> The tasks:
1. In the muffin recipe, what temperature should the oven be preheated to?
2. Carry on the muffin recipe from the point where it stops.

> Passage shown:
********************
Peanut Butter Banana Chocolate Chip Muffins
- Prep Time: 15 minutes
- Cook Time: 20 minutes
- Total Time: 35 minutes
- Yield: 12 muffins 1x
- Category: Breakfast
3 small very ripe (preferably brown) bananas
1/3 c plain Greek yogurt (I used Fage 2%)
1/3 c crunchy natural peanut butter
3 T unsalted butter, melted and slightly cooled
1/2 c brown sugar
1 c white whole wheat flour
1/2 c old fashioned rolled oats
1/4 c ground flax seed
3/4 tsp baking soda
1/2 tsp table salt
1/2 tsp cinnamon
- 1/2 cup mini semi-sweet chocolate chips
1/8 tsp allspice (optional)
1. Preheat oven to 350 degrees
2. Add bananas through brown sugar to a large bowl and mix well (or use a stand-up mixer)
********************
> Data supplied:
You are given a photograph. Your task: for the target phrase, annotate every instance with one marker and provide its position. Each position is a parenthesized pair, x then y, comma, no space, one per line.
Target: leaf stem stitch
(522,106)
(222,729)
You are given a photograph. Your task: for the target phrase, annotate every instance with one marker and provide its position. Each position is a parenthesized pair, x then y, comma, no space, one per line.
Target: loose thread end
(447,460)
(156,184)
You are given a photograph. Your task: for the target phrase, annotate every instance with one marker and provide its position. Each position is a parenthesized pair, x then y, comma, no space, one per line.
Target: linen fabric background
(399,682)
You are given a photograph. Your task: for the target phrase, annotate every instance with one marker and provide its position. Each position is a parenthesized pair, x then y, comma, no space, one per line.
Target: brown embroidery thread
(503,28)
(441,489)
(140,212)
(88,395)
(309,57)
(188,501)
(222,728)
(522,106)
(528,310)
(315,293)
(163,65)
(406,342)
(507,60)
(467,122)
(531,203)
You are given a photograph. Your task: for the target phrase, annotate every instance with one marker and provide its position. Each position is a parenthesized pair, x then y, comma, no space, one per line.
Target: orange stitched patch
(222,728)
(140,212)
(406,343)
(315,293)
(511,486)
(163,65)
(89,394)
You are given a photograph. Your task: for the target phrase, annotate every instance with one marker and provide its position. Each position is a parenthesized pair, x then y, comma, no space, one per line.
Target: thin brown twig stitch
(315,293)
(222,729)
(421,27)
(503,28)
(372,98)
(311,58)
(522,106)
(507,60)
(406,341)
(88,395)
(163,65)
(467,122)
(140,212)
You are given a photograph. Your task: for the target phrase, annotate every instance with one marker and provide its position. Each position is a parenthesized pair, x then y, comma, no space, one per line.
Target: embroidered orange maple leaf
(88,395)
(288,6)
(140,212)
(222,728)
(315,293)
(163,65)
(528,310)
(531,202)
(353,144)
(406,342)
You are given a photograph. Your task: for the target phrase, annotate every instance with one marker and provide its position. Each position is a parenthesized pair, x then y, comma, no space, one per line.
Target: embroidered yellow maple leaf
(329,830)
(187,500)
********************
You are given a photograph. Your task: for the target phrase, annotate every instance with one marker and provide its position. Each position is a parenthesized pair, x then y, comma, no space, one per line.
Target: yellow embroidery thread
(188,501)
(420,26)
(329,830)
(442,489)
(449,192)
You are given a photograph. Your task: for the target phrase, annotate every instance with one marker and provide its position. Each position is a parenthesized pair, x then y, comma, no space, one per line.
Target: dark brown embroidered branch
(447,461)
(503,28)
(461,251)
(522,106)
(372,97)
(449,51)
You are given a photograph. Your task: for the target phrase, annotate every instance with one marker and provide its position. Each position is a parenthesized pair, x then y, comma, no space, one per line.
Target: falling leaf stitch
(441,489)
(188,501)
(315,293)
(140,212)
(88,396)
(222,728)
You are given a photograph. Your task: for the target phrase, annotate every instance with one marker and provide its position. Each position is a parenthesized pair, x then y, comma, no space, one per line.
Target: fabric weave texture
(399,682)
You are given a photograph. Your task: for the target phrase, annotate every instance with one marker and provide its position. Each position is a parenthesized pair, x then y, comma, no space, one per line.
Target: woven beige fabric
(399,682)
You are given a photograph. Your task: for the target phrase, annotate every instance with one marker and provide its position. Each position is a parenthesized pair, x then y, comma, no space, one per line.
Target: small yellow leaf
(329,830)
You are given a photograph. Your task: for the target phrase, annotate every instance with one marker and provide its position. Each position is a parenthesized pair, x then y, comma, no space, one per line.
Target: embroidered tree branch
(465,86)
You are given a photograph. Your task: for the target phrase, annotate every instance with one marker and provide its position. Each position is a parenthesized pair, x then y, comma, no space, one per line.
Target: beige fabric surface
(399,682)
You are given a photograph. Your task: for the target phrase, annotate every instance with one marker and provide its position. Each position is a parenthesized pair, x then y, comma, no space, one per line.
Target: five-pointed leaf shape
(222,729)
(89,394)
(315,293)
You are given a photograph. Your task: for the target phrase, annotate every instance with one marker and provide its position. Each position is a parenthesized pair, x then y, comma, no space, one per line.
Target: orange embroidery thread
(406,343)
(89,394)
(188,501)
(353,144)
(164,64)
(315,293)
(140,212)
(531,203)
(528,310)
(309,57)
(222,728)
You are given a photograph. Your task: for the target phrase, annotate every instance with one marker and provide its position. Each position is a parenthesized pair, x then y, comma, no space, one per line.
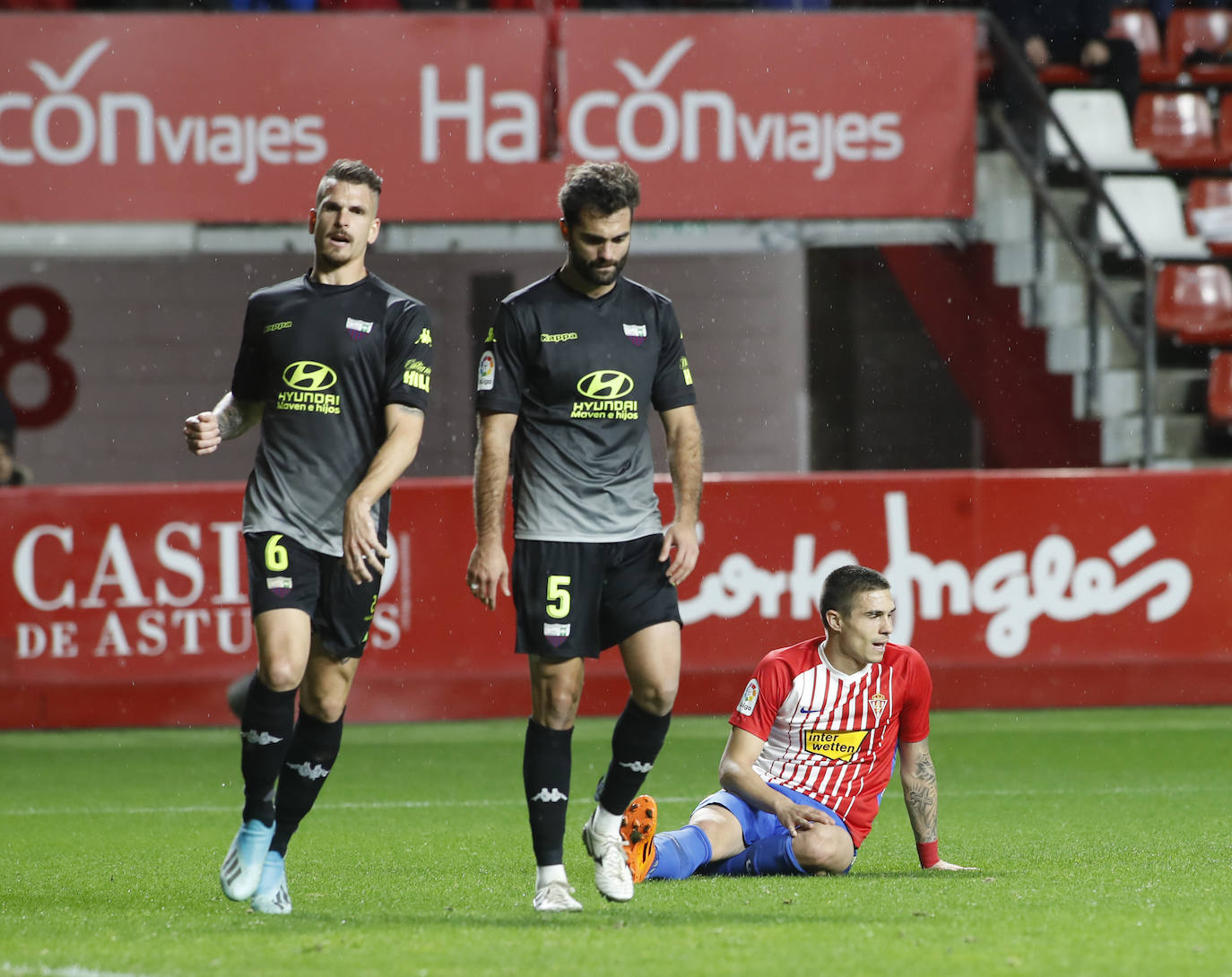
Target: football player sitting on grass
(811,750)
********************
> Per-task answers:
1. 350 degrees

2.
3. In a separate bowl, mix flour through allspice. Add flour mixture to wet ingredients in three batches until just combined (over-mixing can cause a “gummy” muffin texture so as soon as the flour is incorporated – lay off the mixing!).
4. Fold in chocolate chips and divide the batter into 12 greased (or lined) muffin cups.
5. Bake for 18-22 minutes or until a toothpick inserted in the middle comes out clean (mine took 20 minutes so I’m giving a range here in case temperatures vary). Remove from the oven and let rest in the pan for 2-3 minutes. Transfer muffins to a cooling rack and let them come to room temp before storing in an airtight container or gallon size zip top bag.
- Modified from: http://www.myrecipes.com/recipe/peanut-butter-banana-bread
- Eat within two days or freeze.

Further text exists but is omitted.